> _REQUIRED ACTIONS_:
a – In the text about Gad Saad's research, what was increased length between men's second and fourth finger linked to?
b – Carry on the text about Gad Saad's research from the end of its last paragraph.
SOURCE TEXT section start
Gad Saad Gad Saad at the Ferrari Maserati Quebec dealership in Montreal. His research shows certain material items — such as Ferraris —can elevate men’s testosterone levels.

“Two decades ago, the mere idea that men and women could be biologically different was considered abhorrent to some academics, feminists and social constructivists,” he says. “Yet there are attributed differences in the sexes across all cultures.”

Investigating gender variances helps science progress, says Saad, quoting the late J.B.S. Haldane’s four stages of acceptance: “One: This is worthless nonsense. Two: This is an interesting but perverse point of view. Three: This is true, but quite unimportant. Four: I always said so.”

To support his theories, Saad merges psychological and biological evidence. In one peer-reviewed study, he found that increased length between men’s second and fourth finger was linked to high levels of prenatal testosterone and risk taking. “In each of our studies, our goal is to find the physiological proof to back our concept,” says Saad.
SOURCE TEXT section end
LISTED RECORDS section start
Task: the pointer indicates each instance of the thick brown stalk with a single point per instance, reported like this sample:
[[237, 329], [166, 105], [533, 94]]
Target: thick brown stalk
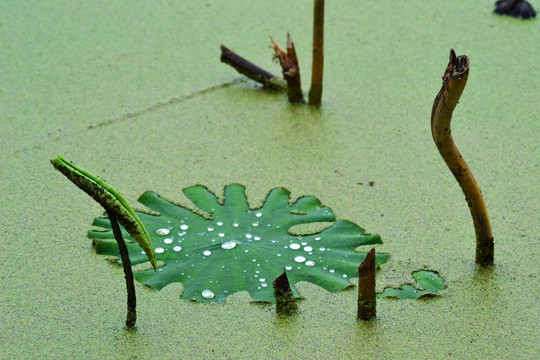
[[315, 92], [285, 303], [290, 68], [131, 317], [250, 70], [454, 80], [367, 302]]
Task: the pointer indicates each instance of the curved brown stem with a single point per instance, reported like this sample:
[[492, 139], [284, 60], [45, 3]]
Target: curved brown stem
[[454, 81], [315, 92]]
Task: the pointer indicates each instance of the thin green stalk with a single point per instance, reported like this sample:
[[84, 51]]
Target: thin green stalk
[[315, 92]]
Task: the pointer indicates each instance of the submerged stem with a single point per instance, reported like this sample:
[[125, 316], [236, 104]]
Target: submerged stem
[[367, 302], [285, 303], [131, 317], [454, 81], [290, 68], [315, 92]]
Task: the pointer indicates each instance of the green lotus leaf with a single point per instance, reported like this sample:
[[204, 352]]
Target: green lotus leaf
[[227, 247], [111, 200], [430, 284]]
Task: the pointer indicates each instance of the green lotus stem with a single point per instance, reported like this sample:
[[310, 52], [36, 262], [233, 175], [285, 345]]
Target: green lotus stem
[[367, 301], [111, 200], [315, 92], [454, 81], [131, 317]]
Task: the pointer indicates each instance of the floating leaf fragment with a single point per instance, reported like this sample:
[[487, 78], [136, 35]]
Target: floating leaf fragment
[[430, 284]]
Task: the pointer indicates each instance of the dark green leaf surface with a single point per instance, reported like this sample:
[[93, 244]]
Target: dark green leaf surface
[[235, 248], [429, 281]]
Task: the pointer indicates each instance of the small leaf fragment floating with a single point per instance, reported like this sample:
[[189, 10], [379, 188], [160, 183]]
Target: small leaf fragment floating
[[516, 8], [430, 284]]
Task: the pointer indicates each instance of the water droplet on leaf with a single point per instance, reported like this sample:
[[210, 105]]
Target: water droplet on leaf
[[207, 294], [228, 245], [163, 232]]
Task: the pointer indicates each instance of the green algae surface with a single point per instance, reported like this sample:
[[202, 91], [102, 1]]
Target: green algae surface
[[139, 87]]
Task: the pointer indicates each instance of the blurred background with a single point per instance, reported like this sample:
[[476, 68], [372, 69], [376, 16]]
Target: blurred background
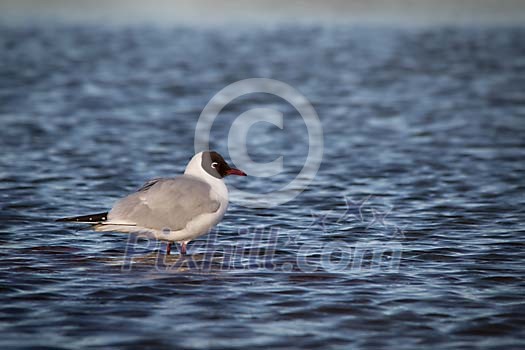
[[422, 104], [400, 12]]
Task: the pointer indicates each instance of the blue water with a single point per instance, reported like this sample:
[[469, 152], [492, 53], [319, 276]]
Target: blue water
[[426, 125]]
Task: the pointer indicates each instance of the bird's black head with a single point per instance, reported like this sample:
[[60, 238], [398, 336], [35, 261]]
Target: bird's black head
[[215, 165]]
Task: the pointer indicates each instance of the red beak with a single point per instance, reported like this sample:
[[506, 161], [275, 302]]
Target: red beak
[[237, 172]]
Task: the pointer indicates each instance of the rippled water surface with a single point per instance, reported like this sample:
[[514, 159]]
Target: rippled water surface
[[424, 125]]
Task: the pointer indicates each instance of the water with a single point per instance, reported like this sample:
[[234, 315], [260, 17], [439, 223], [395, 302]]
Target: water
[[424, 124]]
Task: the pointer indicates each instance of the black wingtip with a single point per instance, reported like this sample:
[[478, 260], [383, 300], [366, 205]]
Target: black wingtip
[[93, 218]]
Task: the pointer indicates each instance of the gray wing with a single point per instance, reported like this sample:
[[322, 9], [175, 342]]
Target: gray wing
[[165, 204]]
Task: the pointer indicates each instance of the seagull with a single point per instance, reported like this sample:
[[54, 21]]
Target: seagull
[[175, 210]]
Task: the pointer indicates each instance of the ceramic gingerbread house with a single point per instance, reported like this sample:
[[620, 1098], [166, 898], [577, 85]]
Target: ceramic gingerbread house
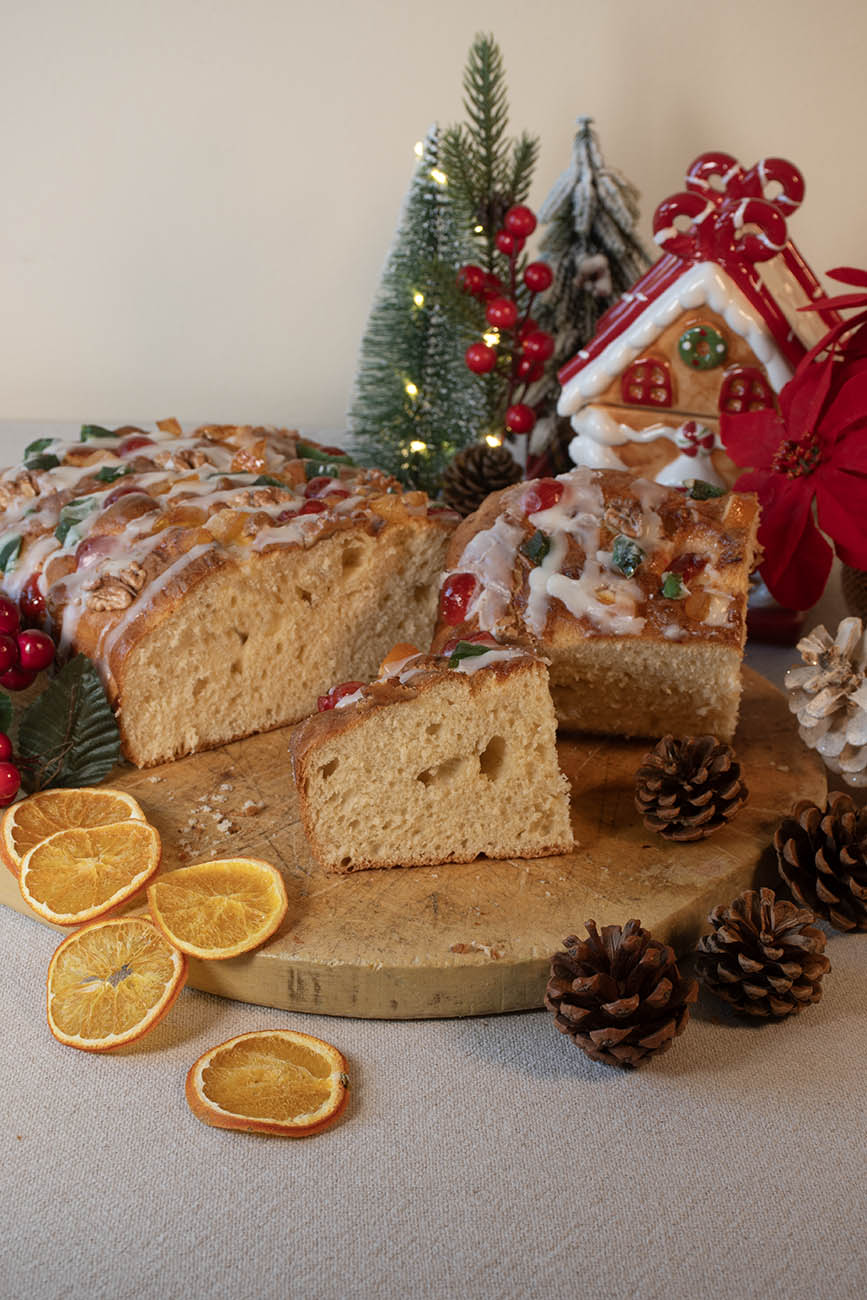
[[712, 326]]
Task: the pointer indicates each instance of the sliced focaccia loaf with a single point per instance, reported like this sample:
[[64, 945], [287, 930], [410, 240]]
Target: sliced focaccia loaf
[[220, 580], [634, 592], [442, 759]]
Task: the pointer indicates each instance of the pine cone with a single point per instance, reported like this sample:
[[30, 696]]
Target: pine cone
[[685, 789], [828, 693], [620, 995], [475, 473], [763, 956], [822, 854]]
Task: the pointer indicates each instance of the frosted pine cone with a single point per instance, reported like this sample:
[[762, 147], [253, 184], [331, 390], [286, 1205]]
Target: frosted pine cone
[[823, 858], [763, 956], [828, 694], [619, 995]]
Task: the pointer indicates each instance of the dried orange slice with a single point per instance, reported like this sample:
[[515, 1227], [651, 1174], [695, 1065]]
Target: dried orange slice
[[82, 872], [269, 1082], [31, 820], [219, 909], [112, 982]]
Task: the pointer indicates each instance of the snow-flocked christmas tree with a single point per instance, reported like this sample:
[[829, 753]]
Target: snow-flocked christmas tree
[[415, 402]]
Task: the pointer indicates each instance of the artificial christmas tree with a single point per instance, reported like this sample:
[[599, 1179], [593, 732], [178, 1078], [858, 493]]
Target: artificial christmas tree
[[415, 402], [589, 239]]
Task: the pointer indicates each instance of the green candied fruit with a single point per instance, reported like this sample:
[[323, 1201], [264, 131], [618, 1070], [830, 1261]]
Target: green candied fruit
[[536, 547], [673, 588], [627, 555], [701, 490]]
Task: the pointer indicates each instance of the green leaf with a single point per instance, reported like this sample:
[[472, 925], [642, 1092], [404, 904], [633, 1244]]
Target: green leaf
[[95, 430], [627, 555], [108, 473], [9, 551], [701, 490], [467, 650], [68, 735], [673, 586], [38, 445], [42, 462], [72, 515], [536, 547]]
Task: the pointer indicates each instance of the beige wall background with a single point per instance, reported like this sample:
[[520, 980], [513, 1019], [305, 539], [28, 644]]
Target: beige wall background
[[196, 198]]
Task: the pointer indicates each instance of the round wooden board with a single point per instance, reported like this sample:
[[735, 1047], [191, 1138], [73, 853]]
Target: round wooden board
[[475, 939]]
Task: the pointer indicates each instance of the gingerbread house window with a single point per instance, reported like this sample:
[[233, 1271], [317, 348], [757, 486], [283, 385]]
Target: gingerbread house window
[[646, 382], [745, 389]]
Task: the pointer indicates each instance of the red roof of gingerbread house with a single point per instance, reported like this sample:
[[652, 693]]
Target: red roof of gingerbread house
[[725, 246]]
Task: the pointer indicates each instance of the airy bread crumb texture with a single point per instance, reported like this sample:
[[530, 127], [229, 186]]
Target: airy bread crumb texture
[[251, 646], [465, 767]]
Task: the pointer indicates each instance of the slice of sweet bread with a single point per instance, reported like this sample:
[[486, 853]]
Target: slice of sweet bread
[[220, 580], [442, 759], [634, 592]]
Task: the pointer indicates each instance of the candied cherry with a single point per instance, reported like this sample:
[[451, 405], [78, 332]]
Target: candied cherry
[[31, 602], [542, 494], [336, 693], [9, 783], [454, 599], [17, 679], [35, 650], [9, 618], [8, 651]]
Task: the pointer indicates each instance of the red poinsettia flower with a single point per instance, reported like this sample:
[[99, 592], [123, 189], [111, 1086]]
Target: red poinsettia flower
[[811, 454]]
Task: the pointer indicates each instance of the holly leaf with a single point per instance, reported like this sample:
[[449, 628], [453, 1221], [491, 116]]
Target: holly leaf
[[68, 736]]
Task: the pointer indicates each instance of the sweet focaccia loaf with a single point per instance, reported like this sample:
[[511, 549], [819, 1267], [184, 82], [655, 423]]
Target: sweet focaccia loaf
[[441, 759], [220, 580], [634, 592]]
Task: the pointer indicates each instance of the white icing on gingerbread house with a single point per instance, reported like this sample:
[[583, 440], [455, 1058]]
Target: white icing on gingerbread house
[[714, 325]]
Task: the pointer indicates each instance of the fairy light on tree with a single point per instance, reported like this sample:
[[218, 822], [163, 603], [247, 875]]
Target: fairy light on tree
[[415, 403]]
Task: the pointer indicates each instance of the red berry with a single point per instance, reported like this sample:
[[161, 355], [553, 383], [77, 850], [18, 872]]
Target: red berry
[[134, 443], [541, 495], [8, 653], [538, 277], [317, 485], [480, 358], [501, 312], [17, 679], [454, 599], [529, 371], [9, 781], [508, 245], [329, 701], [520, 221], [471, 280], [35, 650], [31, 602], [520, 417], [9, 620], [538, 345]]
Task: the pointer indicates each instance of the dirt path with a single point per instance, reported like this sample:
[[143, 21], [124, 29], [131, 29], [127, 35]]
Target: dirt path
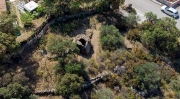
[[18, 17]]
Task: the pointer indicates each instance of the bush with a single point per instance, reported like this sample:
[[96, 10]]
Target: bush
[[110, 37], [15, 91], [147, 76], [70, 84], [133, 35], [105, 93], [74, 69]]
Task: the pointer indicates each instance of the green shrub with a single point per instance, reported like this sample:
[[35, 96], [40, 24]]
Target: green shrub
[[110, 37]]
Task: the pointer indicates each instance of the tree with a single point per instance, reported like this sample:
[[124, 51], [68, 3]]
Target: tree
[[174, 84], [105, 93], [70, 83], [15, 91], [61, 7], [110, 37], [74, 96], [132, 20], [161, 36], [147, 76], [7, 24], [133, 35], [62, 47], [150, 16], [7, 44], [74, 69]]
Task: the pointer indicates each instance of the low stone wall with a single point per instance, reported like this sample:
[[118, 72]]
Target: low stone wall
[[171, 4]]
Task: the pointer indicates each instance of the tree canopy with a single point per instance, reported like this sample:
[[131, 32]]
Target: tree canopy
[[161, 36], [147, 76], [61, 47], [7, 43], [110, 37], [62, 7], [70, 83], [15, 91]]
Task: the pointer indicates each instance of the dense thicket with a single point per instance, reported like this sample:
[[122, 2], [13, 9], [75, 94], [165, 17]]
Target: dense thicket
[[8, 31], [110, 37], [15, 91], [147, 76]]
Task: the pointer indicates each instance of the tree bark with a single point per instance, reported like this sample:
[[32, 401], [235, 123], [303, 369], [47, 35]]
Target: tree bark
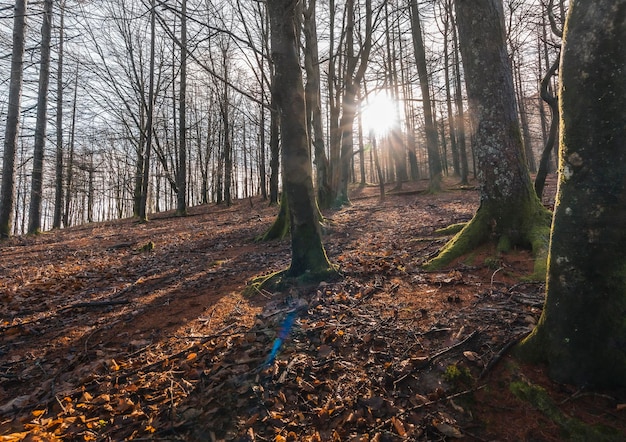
LISTED RECORDS section end
> _ANSWERS TO THE TASKS_:
a – High levels of prenatal testosterone and risk taking.

b –
He’s documented how sports cars and premium wares can trigger biological response in men. “A Rolex or luxury vehicle can cause a rise in testosterone,” he says, noting he examines these issues in his interdisciplinary book, The Consuming Instinct: What Juicy Burgers, Ferraris, Pornography, and Gift Giving Reveal about Human Nature (Prometheus Books, 2011).

Saad argues that consumer behaviours in men and women are rooted in evolution and four Darwinian drives: survival (we prefer foods high in calories); reproduction (we use products as sexual signals); kin selection (we naturally exchange gifts with family members); and reciprocal altruism (we enjoy offering gifts to close friends). “We are a sexually reproducing species that uses products to impress and attract members of the opposite sex,” he says.

Blokes and booze

Roisin O’Connor investigates what drives problematic drinking in young adults, specifically understanding unique risks for men. A professor in Concordia’s Department of Physcology and director of the Young Adult and Alcohol Research Lab, her Loyola Campus lab was built to mimic a bar. There she investigates how men aged 18 to 25 imbibe beer and other spirits to cope during situations of high anxiety. “I’m looking at how young men might be drinking to reduce tension during the transitional years between school and the working world,” she says.

Roisin O’Connor The research of psychology professor Roisin O’Connor delves into what drives men’s drinking habits.

“I’m particularly interested in how people prone to anxiety, especially in social situations, are at risk of heavy alcohol use in later life.”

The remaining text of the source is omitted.